**** Working data ****

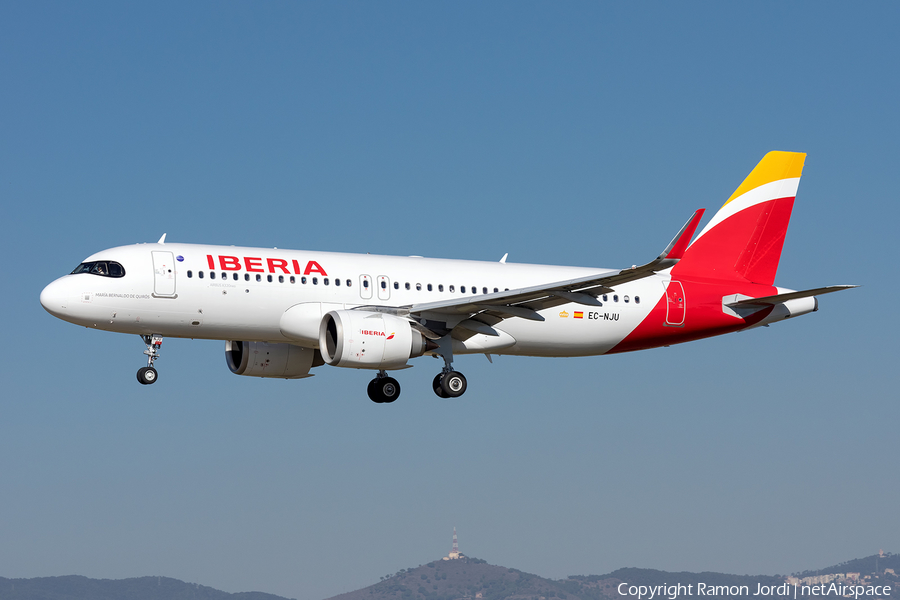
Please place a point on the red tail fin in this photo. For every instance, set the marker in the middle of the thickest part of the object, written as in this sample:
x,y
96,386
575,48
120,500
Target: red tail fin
x,y
744,239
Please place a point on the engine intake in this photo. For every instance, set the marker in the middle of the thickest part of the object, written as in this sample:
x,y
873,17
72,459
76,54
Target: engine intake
x,y
368,340
261,359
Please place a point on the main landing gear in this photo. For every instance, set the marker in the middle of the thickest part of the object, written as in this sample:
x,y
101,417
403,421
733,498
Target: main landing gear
x,y
148,374
383,389
447,384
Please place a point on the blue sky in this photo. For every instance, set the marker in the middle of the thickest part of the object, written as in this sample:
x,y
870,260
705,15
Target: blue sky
x,y
577,133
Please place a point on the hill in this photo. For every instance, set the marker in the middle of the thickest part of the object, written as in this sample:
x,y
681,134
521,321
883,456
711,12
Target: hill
x,y
474,579
75,587
463,579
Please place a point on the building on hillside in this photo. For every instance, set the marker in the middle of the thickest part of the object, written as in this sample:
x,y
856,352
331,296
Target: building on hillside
x,y
454,550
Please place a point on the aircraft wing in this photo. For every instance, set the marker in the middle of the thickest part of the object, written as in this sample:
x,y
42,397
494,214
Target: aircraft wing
x,y
525,302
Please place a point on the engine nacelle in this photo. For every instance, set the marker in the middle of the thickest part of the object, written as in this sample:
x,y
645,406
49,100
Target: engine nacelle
x,y
368,340
261,359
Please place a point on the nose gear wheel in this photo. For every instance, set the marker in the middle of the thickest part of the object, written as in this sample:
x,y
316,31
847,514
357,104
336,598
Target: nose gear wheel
x,y
147,375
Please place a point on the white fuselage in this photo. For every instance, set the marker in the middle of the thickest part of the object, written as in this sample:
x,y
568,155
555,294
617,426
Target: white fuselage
x,y
235,293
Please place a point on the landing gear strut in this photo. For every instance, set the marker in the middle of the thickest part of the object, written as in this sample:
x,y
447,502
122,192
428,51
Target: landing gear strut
x,y
448,383
383,389
148,374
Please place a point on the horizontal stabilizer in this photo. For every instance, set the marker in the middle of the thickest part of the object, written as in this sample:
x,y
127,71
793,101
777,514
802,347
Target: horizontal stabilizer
x,y
779,298
675,249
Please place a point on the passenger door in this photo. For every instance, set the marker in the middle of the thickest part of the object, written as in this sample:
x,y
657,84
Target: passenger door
x,y
675,304
384,288
365,287
163,274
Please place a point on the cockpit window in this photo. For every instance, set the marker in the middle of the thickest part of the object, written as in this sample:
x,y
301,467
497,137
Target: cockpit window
x,y
104,268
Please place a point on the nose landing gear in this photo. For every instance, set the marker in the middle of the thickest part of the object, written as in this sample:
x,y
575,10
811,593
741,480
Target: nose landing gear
x,y
449,384
147,375
383,389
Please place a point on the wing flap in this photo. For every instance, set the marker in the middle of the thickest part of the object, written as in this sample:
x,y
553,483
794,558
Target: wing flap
x,y
525,302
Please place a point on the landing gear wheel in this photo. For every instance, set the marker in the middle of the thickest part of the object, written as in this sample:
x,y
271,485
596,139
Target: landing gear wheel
x,y
453,384
383,390
147,375
436,385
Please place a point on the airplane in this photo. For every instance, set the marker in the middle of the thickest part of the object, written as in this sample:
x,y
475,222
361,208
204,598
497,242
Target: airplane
x,y
283,313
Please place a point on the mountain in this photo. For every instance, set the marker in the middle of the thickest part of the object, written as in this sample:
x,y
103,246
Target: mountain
x,y
462,579
75,587
474,579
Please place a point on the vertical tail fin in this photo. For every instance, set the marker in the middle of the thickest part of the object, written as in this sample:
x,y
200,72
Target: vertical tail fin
x,y
744,239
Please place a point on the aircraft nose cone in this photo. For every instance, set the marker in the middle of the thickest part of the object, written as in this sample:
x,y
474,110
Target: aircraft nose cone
x,y
54,299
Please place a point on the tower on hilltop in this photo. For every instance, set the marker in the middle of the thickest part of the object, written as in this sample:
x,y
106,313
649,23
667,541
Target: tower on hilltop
x,y
454,551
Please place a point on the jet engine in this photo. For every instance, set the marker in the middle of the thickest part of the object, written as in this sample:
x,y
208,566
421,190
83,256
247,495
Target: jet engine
x,y
261,359
368,340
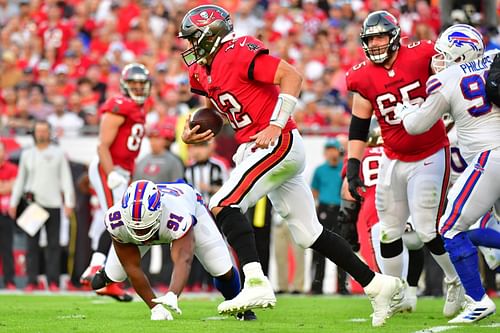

****

== The problem ==
Identify every line in the items above that contains the word "horizontal", and copy each of those lines. Treat the match as case-sensitive.

== Result of this exercise ==
Please place a point on the horizontal stabilizer in this photo. For every instance, set the marker in the middle of the thickest part of the object, written as in this sample:
Target: horizontal stabilizer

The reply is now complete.